Work to do: In the rows below, start at the line containing "target: striped cloth napkin" and stop after the line containing "Trace the outline of every instance of the striped". Rewrite those lines as a JSON list of strings with one string per line, omitting any blank lines.

Records shown:
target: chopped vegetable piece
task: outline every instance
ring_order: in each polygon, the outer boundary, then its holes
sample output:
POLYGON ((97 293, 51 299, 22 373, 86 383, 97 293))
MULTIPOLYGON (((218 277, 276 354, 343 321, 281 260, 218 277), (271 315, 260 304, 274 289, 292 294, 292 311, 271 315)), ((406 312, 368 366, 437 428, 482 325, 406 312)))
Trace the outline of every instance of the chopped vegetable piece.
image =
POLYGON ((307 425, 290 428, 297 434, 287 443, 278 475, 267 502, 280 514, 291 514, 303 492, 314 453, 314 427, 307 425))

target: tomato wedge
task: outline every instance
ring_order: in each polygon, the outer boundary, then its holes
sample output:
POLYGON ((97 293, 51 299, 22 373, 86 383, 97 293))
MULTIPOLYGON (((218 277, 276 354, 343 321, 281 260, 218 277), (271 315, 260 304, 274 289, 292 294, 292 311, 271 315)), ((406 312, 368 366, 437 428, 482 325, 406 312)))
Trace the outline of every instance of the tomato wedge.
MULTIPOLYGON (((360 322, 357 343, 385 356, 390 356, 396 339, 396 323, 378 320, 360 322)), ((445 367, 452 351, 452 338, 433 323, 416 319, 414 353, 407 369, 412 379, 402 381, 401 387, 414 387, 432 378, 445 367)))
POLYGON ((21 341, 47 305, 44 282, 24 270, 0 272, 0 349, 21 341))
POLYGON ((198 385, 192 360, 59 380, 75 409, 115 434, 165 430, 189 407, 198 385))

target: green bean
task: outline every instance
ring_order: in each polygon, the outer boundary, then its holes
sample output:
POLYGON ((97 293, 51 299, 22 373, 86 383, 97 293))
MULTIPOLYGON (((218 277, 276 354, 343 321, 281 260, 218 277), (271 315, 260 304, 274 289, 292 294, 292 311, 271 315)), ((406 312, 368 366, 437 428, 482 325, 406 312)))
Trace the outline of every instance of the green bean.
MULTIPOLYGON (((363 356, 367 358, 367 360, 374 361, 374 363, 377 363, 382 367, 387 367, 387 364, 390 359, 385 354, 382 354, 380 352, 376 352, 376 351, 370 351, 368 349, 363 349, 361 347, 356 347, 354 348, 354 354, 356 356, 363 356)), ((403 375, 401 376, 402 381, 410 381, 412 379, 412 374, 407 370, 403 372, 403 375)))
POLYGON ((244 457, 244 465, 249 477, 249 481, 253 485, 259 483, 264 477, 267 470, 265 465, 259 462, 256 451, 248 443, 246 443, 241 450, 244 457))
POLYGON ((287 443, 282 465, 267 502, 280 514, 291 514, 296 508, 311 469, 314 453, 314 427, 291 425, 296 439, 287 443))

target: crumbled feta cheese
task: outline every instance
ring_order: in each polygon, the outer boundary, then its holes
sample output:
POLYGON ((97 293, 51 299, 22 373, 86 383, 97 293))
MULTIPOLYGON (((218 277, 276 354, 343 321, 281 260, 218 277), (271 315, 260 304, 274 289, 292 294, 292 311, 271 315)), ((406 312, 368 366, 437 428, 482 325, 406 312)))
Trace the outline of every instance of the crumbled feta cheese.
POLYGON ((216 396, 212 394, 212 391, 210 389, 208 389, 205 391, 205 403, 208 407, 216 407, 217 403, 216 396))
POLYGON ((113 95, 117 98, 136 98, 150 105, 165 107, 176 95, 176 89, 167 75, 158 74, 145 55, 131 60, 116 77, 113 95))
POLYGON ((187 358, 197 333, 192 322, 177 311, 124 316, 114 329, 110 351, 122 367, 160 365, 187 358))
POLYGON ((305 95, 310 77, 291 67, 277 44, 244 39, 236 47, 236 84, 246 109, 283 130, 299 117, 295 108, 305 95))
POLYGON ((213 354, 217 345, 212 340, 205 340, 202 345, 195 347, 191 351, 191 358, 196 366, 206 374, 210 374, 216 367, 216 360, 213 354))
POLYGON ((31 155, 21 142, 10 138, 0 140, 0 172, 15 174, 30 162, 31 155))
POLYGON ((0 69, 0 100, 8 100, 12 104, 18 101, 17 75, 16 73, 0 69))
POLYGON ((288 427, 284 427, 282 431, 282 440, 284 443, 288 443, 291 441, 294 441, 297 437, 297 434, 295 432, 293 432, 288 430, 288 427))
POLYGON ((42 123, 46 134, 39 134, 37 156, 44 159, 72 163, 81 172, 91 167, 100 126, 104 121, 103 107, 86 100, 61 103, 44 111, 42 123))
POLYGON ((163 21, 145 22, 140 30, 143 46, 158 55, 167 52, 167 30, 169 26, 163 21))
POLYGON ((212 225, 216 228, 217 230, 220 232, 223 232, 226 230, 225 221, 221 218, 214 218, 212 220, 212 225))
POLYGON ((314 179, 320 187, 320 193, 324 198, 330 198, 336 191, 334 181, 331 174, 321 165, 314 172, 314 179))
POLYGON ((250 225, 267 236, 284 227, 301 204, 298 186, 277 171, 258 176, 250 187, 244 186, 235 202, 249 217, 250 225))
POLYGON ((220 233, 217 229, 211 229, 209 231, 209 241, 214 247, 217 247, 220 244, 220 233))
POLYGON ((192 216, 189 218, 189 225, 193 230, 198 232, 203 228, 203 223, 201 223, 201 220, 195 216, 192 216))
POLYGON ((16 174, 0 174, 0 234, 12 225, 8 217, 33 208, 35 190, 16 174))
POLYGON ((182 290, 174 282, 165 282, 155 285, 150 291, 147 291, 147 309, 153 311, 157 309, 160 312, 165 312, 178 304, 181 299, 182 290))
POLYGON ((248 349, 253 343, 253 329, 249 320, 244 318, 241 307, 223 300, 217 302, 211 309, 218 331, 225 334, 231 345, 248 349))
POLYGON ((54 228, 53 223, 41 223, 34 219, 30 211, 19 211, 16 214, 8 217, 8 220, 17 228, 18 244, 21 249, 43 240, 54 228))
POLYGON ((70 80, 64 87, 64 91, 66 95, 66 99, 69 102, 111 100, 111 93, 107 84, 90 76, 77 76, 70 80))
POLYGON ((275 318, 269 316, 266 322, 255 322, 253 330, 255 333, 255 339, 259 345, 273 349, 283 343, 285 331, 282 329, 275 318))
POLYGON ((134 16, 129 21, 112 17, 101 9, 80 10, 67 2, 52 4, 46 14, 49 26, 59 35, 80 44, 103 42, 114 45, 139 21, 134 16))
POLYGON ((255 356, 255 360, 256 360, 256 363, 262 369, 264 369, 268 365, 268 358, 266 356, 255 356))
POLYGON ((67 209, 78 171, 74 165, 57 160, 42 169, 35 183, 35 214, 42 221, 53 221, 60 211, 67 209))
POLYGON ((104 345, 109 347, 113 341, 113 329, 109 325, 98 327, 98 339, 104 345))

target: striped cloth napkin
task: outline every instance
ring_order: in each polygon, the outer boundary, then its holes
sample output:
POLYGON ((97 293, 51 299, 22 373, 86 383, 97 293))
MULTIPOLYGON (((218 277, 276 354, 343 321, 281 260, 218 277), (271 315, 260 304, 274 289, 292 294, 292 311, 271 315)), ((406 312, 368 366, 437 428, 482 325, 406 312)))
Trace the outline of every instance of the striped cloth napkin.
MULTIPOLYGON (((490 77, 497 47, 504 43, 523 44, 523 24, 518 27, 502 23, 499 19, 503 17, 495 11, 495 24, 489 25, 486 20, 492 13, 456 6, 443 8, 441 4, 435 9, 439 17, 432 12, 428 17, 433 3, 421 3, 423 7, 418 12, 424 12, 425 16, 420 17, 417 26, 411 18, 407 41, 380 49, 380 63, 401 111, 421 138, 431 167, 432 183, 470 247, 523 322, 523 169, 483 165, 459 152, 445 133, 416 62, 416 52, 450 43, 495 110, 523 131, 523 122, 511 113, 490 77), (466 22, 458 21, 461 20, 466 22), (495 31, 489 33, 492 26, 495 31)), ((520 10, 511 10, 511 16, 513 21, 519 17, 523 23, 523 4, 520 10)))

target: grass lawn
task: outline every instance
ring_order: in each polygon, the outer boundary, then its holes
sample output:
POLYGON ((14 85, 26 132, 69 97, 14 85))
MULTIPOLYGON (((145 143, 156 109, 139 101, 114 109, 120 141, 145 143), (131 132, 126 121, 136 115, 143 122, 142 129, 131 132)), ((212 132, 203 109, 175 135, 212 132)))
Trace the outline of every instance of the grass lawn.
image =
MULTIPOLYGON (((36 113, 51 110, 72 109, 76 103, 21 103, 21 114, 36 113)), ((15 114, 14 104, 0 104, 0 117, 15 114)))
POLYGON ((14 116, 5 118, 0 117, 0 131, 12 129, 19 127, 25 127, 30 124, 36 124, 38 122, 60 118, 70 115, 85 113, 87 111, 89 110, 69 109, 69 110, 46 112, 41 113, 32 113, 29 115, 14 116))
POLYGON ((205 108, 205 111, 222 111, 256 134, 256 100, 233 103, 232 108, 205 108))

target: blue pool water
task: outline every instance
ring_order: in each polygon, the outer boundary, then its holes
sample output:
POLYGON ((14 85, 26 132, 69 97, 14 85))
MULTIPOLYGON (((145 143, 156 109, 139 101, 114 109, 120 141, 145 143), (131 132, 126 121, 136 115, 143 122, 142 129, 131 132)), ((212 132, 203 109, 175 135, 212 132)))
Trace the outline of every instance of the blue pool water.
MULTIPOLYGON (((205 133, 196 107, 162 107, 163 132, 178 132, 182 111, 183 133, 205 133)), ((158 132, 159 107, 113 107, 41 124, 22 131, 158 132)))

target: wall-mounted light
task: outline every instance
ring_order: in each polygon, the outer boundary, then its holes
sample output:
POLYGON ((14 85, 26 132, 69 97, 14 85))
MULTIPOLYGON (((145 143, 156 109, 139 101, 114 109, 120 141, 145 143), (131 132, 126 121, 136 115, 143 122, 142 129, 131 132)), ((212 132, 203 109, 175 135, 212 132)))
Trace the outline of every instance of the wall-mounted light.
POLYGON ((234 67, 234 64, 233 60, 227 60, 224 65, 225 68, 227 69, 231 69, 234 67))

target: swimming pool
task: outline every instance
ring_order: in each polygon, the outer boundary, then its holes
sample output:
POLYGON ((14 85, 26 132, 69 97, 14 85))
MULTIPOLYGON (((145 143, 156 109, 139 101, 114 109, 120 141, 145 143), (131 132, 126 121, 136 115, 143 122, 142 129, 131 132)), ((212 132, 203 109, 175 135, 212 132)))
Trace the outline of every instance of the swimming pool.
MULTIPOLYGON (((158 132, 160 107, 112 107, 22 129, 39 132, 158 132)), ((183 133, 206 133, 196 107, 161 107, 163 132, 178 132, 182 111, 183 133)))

==

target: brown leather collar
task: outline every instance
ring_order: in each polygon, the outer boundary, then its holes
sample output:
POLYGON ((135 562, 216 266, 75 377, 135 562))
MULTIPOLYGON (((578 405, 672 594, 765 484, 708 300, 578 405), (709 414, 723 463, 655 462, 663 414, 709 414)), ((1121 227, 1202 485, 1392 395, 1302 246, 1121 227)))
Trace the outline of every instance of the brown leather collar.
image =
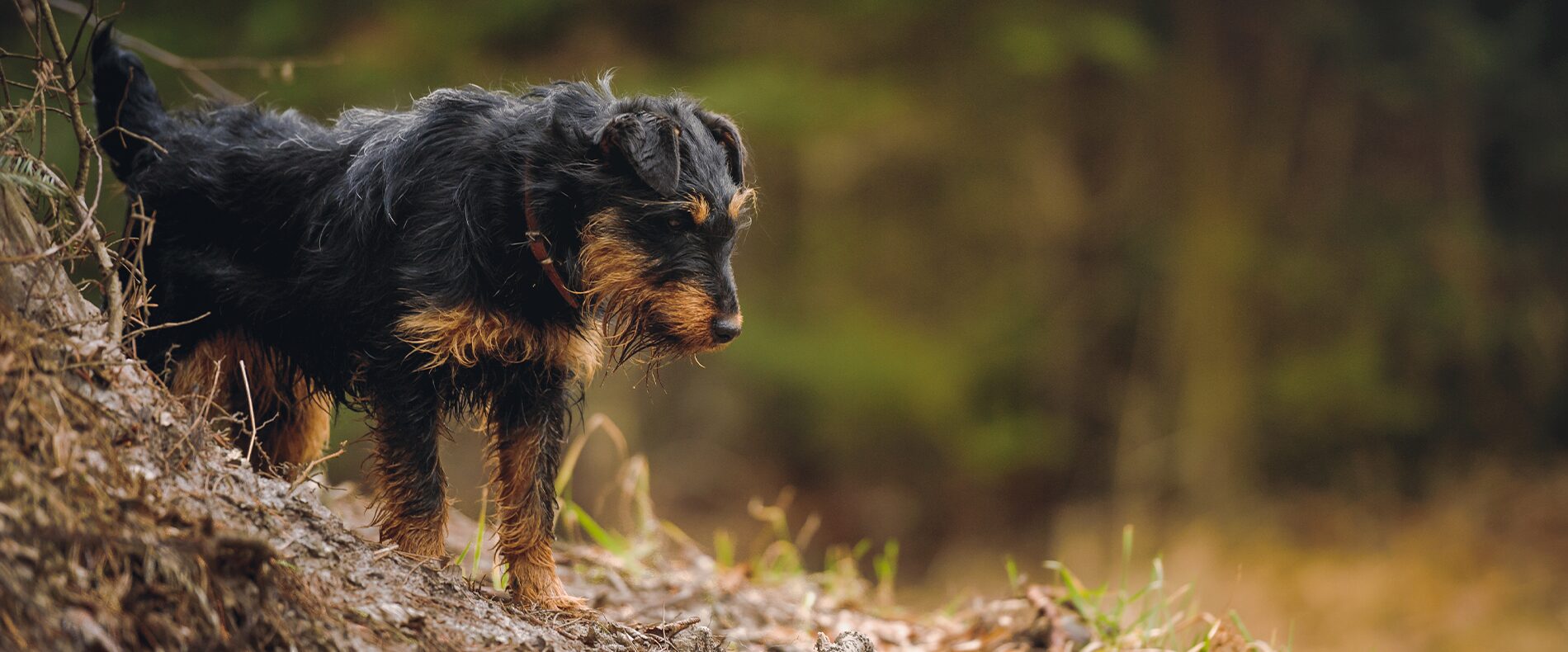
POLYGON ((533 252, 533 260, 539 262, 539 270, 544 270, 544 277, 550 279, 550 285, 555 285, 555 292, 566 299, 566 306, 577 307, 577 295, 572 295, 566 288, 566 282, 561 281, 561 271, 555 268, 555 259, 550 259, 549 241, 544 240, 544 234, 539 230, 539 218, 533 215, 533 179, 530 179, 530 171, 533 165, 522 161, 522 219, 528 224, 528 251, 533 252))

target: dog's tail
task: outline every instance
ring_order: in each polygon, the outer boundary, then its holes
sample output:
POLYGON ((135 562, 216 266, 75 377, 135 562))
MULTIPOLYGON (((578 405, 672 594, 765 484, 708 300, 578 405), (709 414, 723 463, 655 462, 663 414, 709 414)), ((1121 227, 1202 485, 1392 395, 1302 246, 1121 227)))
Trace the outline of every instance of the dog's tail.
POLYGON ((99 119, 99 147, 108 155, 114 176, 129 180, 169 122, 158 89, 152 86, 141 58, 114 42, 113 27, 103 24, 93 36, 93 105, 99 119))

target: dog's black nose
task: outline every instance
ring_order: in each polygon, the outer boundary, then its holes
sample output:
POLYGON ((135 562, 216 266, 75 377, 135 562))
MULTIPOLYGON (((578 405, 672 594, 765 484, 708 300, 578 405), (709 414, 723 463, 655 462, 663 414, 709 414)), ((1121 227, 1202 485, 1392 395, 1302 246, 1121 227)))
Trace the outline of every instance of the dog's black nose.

Answer:
[
  "target: striped cloth napkin",
  "task: outline every instance",
  "ring_order: in each polygon, the outer boundary, then its holes",
  "sample output:",
  "POLYGON ((97 293, 51 299, 22 373, 86 383, 97 293))",
  "MULTIPOLYGON (((218 277, 276 354, 343 321, 281 260, 218 277), (271 315, 260 304, 274 289, 292 294, 292 311, 271 315)), ((406 312, 368 366, 437 428, 482 325, 406 312)))",
  "Trace the outline of every instance of the striped cloth napkin."
]